_Your objective:_ With all pictures excluded, restate the records that follow exactly as written.

Items listed in a dataset:
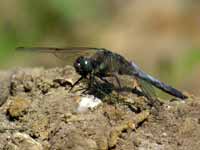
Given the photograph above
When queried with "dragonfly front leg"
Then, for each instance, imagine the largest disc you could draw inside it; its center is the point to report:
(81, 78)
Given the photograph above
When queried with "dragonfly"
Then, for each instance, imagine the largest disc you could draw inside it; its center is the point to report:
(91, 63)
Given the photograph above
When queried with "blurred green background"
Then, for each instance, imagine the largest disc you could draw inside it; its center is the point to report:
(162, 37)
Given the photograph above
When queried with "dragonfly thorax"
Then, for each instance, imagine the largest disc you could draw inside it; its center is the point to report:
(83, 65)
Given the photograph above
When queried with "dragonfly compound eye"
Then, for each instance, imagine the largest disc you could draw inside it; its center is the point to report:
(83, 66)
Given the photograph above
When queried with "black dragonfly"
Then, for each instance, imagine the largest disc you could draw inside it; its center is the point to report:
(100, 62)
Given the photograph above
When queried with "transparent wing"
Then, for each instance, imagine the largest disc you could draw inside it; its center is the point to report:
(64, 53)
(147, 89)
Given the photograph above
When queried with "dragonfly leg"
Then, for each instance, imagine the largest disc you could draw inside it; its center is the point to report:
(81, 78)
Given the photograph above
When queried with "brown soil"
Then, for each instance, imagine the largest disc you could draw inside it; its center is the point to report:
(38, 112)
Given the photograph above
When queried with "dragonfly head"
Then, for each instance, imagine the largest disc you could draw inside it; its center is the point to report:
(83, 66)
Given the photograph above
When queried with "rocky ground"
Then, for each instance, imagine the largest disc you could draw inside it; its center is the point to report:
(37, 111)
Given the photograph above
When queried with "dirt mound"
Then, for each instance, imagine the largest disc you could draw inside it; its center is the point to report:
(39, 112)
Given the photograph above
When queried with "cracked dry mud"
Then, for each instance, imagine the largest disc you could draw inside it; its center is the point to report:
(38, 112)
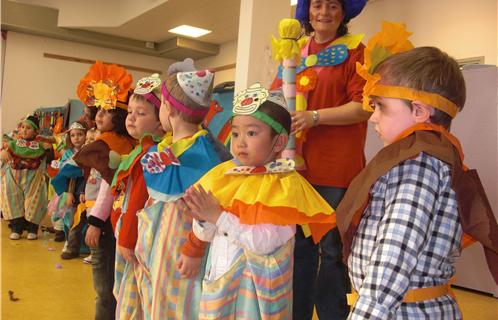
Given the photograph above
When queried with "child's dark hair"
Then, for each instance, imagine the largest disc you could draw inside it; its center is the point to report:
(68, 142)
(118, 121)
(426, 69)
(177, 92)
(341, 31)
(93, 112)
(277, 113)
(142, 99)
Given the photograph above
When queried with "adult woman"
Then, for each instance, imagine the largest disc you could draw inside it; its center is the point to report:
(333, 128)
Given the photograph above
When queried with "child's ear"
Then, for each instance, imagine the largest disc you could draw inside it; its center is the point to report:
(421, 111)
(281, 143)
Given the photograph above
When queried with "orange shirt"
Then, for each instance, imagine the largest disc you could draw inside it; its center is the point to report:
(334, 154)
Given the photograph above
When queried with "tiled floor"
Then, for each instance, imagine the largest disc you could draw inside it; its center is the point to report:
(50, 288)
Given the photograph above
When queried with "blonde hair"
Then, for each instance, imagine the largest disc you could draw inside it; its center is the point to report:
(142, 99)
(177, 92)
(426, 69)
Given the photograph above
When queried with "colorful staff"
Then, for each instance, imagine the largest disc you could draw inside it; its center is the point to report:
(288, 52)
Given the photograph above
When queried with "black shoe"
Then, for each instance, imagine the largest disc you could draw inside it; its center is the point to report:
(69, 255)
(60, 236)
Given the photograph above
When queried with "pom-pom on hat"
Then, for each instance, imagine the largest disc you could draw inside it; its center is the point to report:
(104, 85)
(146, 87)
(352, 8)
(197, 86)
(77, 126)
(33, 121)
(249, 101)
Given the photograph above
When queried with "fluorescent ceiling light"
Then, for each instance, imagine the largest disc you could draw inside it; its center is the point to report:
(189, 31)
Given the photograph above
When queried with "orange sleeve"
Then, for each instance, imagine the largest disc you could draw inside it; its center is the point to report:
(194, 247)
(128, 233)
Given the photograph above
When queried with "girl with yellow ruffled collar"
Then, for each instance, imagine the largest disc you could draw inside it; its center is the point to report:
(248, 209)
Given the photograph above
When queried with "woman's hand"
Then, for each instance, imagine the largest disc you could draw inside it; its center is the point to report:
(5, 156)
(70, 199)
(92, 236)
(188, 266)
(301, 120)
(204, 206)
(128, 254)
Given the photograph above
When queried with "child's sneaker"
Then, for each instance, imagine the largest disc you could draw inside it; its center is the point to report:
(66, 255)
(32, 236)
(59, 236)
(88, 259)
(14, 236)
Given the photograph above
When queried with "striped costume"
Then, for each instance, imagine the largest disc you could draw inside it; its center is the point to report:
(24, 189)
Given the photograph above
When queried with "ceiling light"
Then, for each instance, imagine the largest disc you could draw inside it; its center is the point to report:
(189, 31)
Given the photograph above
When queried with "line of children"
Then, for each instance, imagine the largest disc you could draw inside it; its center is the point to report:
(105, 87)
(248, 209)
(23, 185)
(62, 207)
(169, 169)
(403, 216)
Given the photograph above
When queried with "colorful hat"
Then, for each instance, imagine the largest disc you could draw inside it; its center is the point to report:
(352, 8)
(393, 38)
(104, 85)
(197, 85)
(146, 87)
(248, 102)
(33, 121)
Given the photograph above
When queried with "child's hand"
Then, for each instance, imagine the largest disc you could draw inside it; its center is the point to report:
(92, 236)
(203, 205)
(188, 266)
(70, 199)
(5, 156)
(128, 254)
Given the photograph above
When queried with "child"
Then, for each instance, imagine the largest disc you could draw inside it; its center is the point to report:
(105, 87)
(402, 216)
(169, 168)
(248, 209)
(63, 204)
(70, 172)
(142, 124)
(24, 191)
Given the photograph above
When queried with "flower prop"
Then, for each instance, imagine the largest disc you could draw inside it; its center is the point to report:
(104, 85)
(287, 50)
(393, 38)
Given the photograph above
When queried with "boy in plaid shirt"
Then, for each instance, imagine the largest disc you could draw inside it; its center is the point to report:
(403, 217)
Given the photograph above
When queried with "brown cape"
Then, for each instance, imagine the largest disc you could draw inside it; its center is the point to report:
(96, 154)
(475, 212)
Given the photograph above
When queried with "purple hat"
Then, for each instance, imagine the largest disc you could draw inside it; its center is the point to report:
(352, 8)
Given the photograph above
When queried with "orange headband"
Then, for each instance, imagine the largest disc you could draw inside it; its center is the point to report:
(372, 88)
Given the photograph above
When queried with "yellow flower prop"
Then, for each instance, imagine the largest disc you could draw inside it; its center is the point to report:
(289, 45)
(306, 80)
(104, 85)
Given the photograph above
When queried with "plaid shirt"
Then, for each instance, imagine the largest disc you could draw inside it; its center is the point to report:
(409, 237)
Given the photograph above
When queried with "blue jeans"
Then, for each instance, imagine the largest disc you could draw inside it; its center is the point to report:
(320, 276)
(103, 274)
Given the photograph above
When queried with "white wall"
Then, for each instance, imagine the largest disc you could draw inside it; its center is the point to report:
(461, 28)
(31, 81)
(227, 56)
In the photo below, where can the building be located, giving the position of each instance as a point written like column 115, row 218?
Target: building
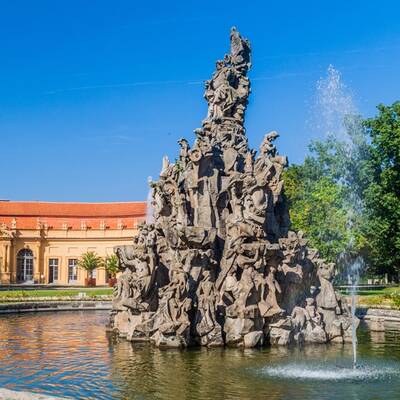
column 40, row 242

_Exercise output:_
Given the photograph above
When queried with "dragonfly front leg"
Then, for each instance, imagine the largest disc you could draw inside it; its center is the point to report:
(81, 78)
Given the photograph above
When queried with "dragonfly"
Then, for each instance, imagine the largest disc you could draw inside it; its center is the point to report:
(91, 63)
Given the photograph above
When queried with "blurred green background"
Then, for each instance, imagine the largest disc you could draw inside it; its center is the point to report:
(162, 37)
Given the photograph above
When queried with "dragonfly thorax"
Then, for each instance, imagine the largest disc you could draw inside it; its center is the point to report:
(83, 65)
Given the photograph above
When queried with "dragonfly compound eye"
Then, for each instance, imagine the largest disc you could draw inside it; its center is the point to report:
(83, 66)
Given the photograph above
When queried with "black dragonfly"
Then, for each instance, imagine the largest disc you could draw inside it; its center is the point to report:
(100, 62)
Given the photograph above
When queried with "transparent wing"
Then, for each instance, imagine the largest disc you could draw inside it; its center is the point to report:
(64, 53)
(147, 89)
Given the photograph above
When queried with "dragonfly leg"
Then, for each instance, imagine the largest disc you could draw inside it; its center is the point to report:
(81, 78)
Given the photograph above
When queried with "brown soil"
Then, for each instance, imagine the largest disc you could draw inside it; its center is the point to report:
(38, 112)
Given the photograph above
When queried with "dragonfly head"
Then, for each instance, imagine the largest disc you could draw inside it; its center is the point to report:
(83, 66)
Given the photograph above
When queried with "rocky ground"
Then, for each instance, imagine the largest disc you could draw inside it; its center is the point to report:
(37, 111)
Given the photograph above
When queried with "dirt mound"
Then, for each instance, imagine the largest disc you could draw inside it; its center is the point to report:
(39, 112)
Given the photograph above
When queried with "cracked dry mud"
Then, for each instance, imagine the largest disc you could draw inside it; its center is the point to report:
(38, 112)
Given the photograph above
When queried with "child's dark hair"
Then, for each instance, imagine the largest disc you could draw inside it; its center is the point to report:
(68, 142)
(118, 121)
(426, 69)
(177, 92)
(341, 31)
(93, 112)
(277, 113)
(142, 99)
Given the photograph above
When queried with "adult woman"
Then, for each instance, imagine the largest disc you could draw inside it; its center is the point to report:
(333, 128)
Given the photograph above
When queried with "child's ear"
Then, for each instance, imagine the largest disc you could draw inside it; its center is the point to report:
(421, 111)
(281, 143)
Given the photograph above
When queried with "orange shirt"
Then, for each instance, imagine the largest disc you could draw inside it; its center is the point to report:
(334, 154)
Given the photograph above
When queried with "tiled floor"
Then, for each instance, imagine the largest disc you could draw inside it; its center is the point to report:
(50, 288)
Given the photograph above
When queried with "blonde hair"
Then, for each instance, imagine the largest disc you could draw inside it; its center is the point to report:
(142, 99)
(177, 92)
(426, 69)
Given the photograph above
When queried with "colorful staff"
Then, for each instance, imagine the largest disc you could draw inside it; its center is the point to report:
(288, 52)
Given the photograph above
When queried with "black shoe"
Then, for each instance, imagine the largest disc you could draw inside it; its center is the point to report:
(69, 255)
(60, 236)
Given the photograph above
When queried with "pom-pom on hat"
Then, for each instance, imagine the largest disc you could draw inside it; its center is the point to report:
(104, 85)
(146, 87)
(352, 8)
(197, 86)
(77, 126)
(33, 121)
(249, 101)
Given the photograph above
When queried with "fluorescent ceiling light"
Then, for each instance, imagine the largest disc you could draw inside it; its center is the point to report:
(189, 31)
Given the photograph above
When queried with "orange sleeve"
Then, for each instance, imagine the largest disc you could draw inside it; its center is the point to report:
(194, 247)
(128, 233)
Given the photograph above
When queried with "girl with yellow ruffled collar"
Then, for each instance, imagine the largest disc you could draw inside it; its center is the point to report:
(248, 209)
Given the photograph above
When queried with "woman's hand"
Then, for each instance, imagine the largest disc you could draw inside it; its center is the point to report:
(5, 156)
(70, 199)
(92, 236)
(188, 266)
(301, 120)
(204, 206)
(128, 254)
Given the photograph above
When queried with "child's sneaker"
Then, for each instance, imagine the largest disc you could draw inside it; its center is the point to report:
(66, 255)
(32, 236)
(59, 236)
(88, 259)
(14, 236)
Given the photograph above
When queried with "striped costume"
Then, for each instance, imagine the largest disc you could draw inside it; its center is the point to report:
(24, 189)
Given the photograph above
When queried with "ceiling light"
Then, for each instance, imagine the largest disc you could draw inside it; its center is the point to report:
(189, 31)
Given the photograph above
When queried with "line of children"
Then, for each instance, imagine the largest disc you could draw inside it; its center is the point to report:
(105, 87)
(248, 209)
(23, 185)
(62, 207)
(169, 169)
(403, 216)
Given the photograph above
When queried with "colorful hat"
Then, for each instance, imagine the largest disc you could draw inside it; its center is the point to report:
(352, 8)
(393, 38)
(104, 85)
(197, 85)
(146, 87)
(248, 102)
(33, 121)
Given the photograph above
When queried with "child's hand"
Then, for each instance, imagine the largest disc you could draw inside it; its center is the point to report:
(92, 236)
(203, 205)
(188, 266)
(70, 199)
(5, 156)
(128, 254)
Given the photograph above
When queried with "child"
Then, for each instance, imagine the largest disc you could draw inside it; its center is the point to report:
(105, 87)
(402, 216)
(169, 168)
(248, 209)
(63, 204)
(70, 172)
(142, 124)
(24, 191)
Given the photograph above
When queried with "flower prop"
Then, for each instance, imagine the largest disc you could draw inside it; its center is the point to report:
(104, 85)
(287, 50)
(393, 38)
Given the photograph above
When queried with "boy in plaid shirt"
Then, for each instance, imagine the largest disc you could draw inside it; its center is the point to report:
(403, 217)
Given the photograph above
When queried with "brown cape"
Then, for each instance, imagine the largest disc you could draw inside it; its center is the point to report:
(96, 154)
(475, 212)
Given the photograph above
When queried with "purple hat"
Then, for each instance, imagine the largest disc you could draw inside it; its center is the point to report:
(352, 8)
Given the photograph above
When queried with "orange headband"
Then, for each instance, imagine the largest disc you could draw inside it; its center is the point to report:
(372, 88)
Given the photograph above
When queried with "yellow flower prop"
Then, for each instance, imagine the largest disc you could draw inside it; its center is the point to report:
(289, 45)
(306, 80)
(104, 85)
Given the photograph above
When queried with "plaid shirt"
Then, for each instance, imagine the largest disc you could draw inside it; its center is the point to report:
(409, 237)
Given the photograph above
When queried with "blue jeans"
Then, for each instance, imagine the largest disc you could draw inside it; its center is the point to report:
(320, 276)
(103, 274)
Given the photograph above
When queried with "white wall"
Then, for each instance, imagine the largest disc you could draw inside it; its center is the point to report:
(461, 28)
(31, 81)
(227, 56)
In the photo below, where can the building be located, giving the position of each instance as a point written like column 115, row 218?
Target: building
column 40, row 242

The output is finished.